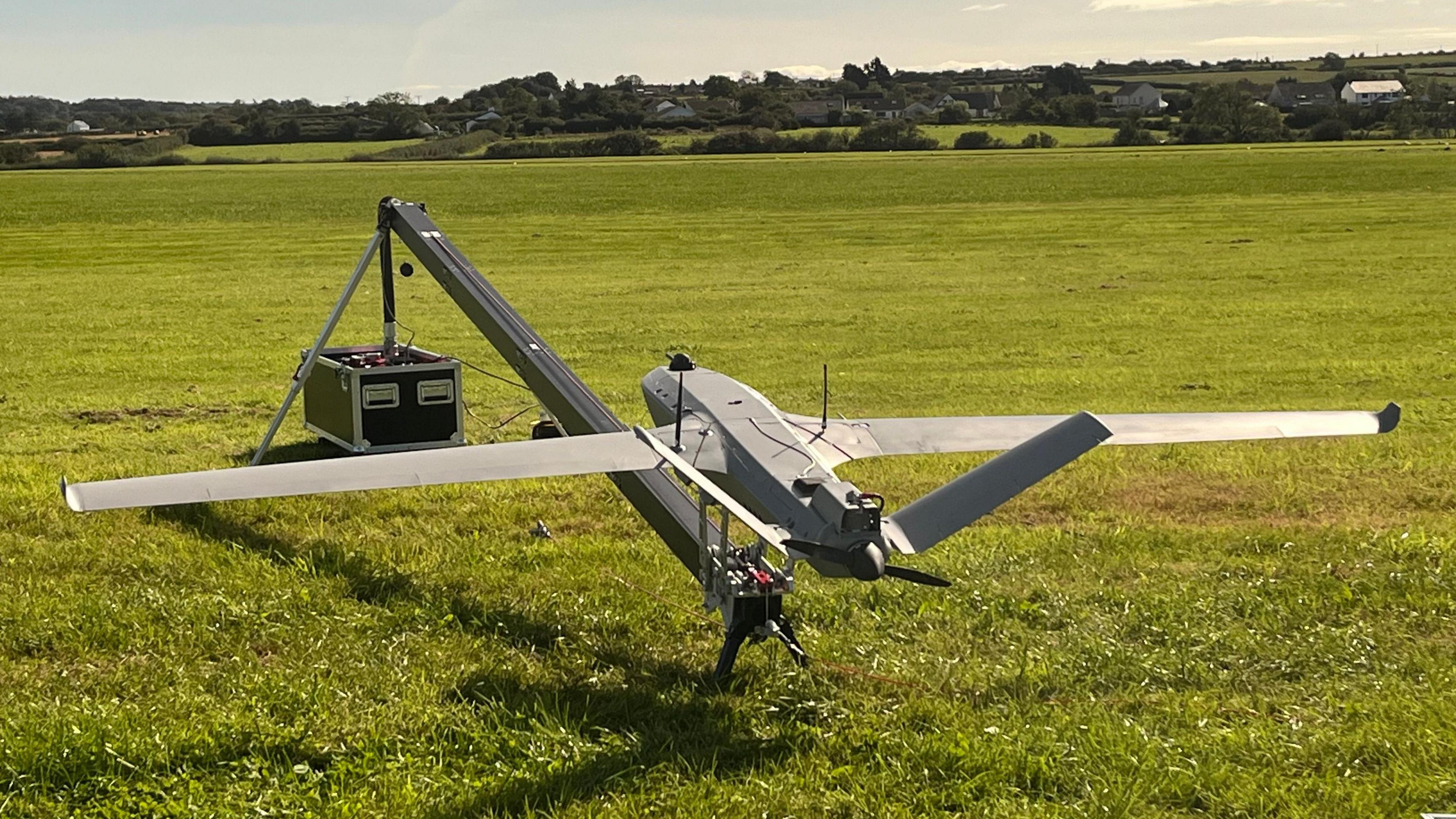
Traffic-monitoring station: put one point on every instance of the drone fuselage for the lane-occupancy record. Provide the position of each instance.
(762, 458)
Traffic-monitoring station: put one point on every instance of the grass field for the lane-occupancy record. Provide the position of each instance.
(292, 152)
(1216, 630)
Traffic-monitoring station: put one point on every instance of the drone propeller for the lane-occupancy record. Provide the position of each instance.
(865, 562)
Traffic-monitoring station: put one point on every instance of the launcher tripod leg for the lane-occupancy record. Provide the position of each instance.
(324, 339)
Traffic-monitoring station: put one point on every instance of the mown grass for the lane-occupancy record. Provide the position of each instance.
(1224, 630)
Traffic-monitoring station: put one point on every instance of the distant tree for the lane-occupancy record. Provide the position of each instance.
(398, 113)
(956, 114)
(1065, 79)
(15, 154)
(857, 75)
(348, 129)
(764, 108)
(720, 86)
(893, 135)
(879, 72)
(212, 132)
(1243, 119)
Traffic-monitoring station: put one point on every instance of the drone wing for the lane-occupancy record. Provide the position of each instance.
(870, 438)
(610, 452)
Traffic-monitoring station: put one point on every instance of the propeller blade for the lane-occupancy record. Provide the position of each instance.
(916, 576)
(819, 550)
(954, 506)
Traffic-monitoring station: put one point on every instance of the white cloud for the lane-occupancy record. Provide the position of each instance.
(960, 66)
(1277, 41)
(807, 72)
(1173, 5)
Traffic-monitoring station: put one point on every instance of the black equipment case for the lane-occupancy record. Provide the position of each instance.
(367, 401)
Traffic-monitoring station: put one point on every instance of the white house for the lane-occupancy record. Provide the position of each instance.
(482, 120)
(817, 111)
(1139, 95)
(918, 111)
(676, 111)
(880, 108)
(1372, 93)
(983, 104)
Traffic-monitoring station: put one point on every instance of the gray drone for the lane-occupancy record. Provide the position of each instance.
(721, 452)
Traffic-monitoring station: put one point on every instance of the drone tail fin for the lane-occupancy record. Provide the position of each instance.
(957, 505)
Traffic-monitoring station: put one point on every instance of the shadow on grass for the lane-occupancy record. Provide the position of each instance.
(662, 719)
(299, 451)
(364, 579)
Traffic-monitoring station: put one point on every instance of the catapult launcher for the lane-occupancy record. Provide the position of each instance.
(721, 451)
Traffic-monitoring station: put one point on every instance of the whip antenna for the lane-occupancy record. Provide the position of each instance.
(678, 426)
(825, 417)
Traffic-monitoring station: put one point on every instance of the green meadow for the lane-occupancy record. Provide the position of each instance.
(290, 152)
(1246, 630)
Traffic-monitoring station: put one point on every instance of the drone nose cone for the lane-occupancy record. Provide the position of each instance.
(867, 562)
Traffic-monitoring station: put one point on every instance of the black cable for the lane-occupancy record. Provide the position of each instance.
(464, 362)
(468, 411)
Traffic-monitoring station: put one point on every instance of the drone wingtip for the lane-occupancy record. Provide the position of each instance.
(1388, 417)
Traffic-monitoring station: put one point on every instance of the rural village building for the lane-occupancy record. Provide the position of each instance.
(1139, 95)
(1288, 97)
(817, 111)
(669, 110)
(983, 104)
(711, 105)
(918, 110)
(491, 116)
(880, 108)
(1372, 93)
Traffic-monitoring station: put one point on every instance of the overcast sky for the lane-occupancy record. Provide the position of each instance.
(329, 50)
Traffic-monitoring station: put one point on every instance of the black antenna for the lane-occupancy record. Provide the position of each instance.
(678, 428)
(825, 417)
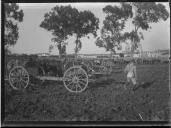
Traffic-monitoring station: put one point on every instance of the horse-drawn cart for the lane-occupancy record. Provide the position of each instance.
(75, 73)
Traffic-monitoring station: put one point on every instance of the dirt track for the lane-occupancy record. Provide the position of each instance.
(103, 100)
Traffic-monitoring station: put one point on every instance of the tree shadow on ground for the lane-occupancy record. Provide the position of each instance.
(144, 85)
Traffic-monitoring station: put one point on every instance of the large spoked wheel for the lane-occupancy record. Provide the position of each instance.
(19, 78)
(75, 79)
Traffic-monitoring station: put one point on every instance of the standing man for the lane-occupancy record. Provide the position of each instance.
(130, 74)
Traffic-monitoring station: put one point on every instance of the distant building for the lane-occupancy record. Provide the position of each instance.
(43, 54)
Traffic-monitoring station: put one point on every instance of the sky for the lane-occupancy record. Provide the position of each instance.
(34, 39)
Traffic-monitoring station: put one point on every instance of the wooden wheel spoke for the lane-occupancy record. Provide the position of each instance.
(83, 80)
(68, 79)
(24, 81)
(82, 83)
(78, 85)
(69, 84)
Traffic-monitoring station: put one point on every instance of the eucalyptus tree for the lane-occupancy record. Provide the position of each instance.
(13, 15)
(66, 21)
(112, 32)
(142, 14)
(145, 13)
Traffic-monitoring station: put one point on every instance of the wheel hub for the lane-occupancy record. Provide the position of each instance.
(75, 79)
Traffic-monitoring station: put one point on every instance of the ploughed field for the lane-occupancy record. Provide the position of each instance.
(104, 100)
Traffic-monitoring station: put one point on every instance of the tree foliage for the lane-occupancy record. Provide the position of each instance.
(66, 21)
(113, 25)
(142, 15)
(13, 15)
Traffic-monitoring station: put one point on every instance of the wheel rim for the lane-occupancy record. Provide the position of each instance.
(18, 78)
(75, 79)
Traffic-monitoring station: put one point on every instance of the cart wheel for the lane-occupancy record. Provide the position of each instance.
(75, 79)
(18, 78)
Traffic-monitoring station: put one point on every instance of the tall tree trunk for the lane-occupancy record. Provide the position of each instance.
(60, 50)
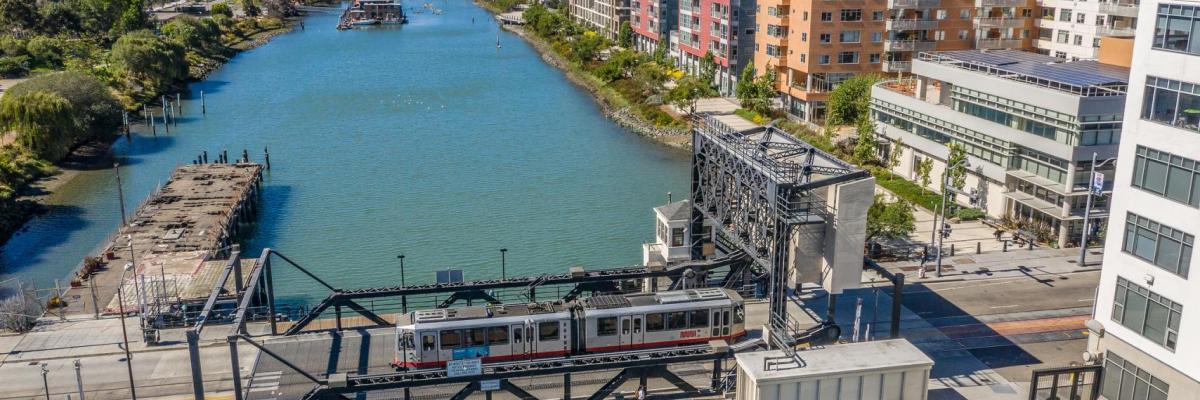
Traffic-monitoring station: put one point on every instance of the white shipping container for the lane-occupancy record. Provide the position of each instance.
(875, 370)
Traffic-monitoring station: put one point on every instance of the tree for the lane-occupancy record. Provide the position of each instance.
(865, 150)
(18, 16)
(155, 61)
(889, 220)
(250, 9)
(95, 111)
(924, 167)
(958, 174)
(222, 9)
(42, 120)
(744, 89)
(625, 36)
(851, 100)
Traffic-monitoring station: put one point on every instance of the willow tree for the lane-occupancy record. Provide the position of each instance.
(42, 120)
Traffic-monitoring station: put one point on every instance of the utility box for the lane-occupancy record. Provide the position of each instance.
(877, 370)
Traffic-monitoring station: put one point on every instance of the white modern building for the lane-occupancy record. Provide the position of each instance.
(1146, 327)
(1071, 29)
(1029, 124)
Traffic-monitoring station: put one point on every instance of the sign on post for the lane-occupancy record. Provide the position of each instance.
(471, 366)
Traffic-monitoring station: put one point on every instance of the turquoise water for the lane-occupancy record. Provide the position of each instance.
(423, 139)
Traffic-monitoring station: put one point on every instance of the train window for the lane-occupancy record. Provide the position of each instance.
(699, 318)
(477, 336)
(451, 339)
(547, 330)
(654, 322)
(498, 335)
(606, 327)
(677, 320)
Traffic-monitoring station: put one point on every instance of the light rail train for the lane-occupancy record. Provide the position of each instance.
(595, 324)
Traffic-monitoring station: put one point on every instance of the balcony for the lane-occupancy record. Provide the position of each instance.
(915, 4)
(1120, 9)
(897, 66)
(987, 4)
(911, 24)
(1003, 22)
(1115, 30)
(909, 46)
(997, 43)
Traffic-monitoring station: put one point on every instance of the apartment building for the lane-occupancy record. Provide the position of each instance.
(723, 28)
(814, 45)
(1147, 304)
(1069, 29)
(653, 22)
(1029, 123)
(604, 16)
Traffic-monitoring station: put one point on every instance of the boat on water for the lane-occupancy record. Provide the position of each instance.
(373, 12)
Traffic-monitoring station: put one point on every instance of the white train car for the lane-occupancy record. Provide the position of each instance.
(659, 320)
(502, 333)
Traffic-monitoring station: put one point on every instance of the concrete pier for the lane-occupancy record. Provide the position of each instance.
(190, 221)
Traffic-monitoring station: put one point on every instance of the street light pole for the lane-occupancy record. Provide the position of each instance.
(503, 267)
(1087, 209)
(940, 228)
(125, 336)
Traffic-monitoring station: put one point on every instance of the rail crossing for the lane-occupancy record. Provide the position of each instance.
(756, 190)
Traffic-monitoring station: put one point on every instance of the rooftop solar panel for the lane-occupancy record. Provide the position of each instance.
(1080, 73)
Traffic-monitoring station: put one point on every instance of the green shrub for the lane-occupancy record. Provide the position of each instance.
(13, 66)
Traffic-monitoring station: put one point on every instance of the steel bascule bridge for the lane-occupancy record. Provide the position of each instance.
(781, 212)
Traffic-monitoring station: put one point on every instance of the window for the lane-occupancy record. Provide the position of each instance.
(1168, 174)
(677, 320)
(475, 336)
(451, 339)
(850, 36)
(1146, 312)
(1126, 381)
(847, 58)
(654, 322)
(1177, 28)
(547, 330)
(1158, 244)
(498, 335)
(699, 318)
(1171, 102)
(606, 327)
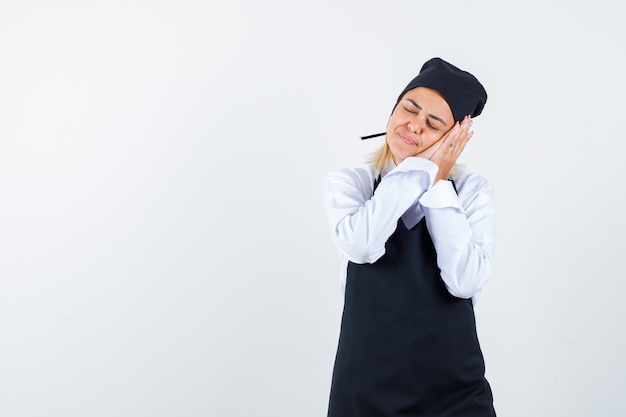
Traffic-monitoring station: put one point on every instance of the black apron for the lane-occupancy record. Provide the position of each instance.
(407, 346)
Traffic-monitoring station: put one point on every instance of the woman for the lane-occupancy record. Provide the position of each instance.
(416, 236)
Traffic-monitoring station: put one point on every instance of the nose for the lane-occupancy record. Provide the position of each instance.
(415, 125)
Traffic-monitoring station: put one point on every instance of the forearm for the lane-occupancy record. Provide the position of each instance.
(463, 236)
(362, 221)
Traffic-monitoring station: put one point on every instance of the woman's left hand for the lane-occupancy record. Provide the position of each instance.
(447, 150)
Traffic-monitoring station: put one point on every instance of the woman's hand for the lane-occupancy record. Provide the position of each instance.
(447, 150)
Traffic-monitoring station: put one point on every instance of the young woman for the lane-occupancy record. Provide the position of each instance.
(416, 237)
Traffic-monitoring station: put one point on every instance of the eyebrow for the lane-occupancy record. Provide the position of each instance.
(439, 119)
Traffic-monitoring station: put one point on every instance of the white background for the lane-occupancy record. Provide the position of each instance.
(163, 245)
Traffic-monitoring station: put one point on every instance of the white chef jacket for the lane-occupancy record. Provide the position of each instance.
(461, 225)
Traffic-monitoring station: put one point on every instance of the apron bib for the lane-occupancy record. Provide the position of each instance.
(407, 347)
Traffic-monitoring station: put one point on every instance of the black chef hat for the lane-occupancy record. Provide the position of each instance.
(462, 91)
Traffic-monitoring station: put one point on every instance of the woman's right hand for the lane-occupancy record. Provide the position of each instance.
(447, 150)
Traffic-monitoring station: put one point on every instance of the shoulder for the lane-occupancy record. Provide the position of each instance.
(361, 177)
(467, 181)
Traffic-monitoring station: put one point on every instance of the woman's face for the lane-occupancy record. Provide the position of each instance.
(420, 119)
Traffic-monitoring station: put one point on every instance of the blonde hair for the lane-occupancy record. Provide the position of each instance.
(380, 158)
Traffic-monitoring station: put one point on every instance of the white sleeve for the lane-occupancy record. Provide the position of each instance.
(360, 222)
(462, 229)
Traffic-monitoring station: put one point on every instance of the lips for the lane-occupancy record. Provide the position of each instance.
(407, 140)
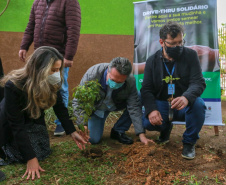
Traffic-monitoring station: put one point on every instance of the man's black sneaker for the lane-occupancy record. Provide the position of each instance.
(59, 131)
(121, 137)
(188, 151)
(164, 136)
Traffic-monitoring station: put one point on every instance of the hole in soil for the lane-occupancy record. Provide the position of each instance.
(94, 153)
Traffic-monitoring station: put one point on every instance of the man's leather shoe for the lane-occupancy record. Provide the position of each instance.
(121, 137)
(188, 151)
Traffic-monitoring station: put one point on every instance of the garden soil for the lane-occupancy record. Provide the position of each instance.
(162, 164)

**Objective**.
In the records above, locate the line with "of the blonde"; output it and each line after it through the last one, exactly, omitting pictures.

**Reply**.
Traffic-monitoring station: put one point on every instance of the blonde hair for the lane-occupancy record. Provide the position of each instance.
(380, 158)
Traffic-monitoring station: put one point on every instance of the white sleeve for the lane-occupancy record. Provide the position of each instance.
(360, 222)
(462, 229)
Traffic-monitoring station: put one point on every instance of the lips for the lane-occupancy record. Provide the position of each instance.
(407, 140)
Traffic-monitoring station: put one point on every instance of the man's black sneaker for the lane-occupancy record. Provide the position of each instance.
(59, 131)
(121, 137)
(188, 151)
(164, 136)
Traffic-monitoring station: put one point on every instance of the hole in soil for the lane-occupancy record. Provide the position of each instance.
(94, 153)
Traffic-monitoring station: put one point on every instance of the man's leather shoe for the lane-occupancy record. Provide the position of each instance.
(121, 137)
(188, 151)
Traffic-monitoring station: put one point on every instance of the garden soil for the lane-occupancy record. Provide the position of each instance.
(162, 164)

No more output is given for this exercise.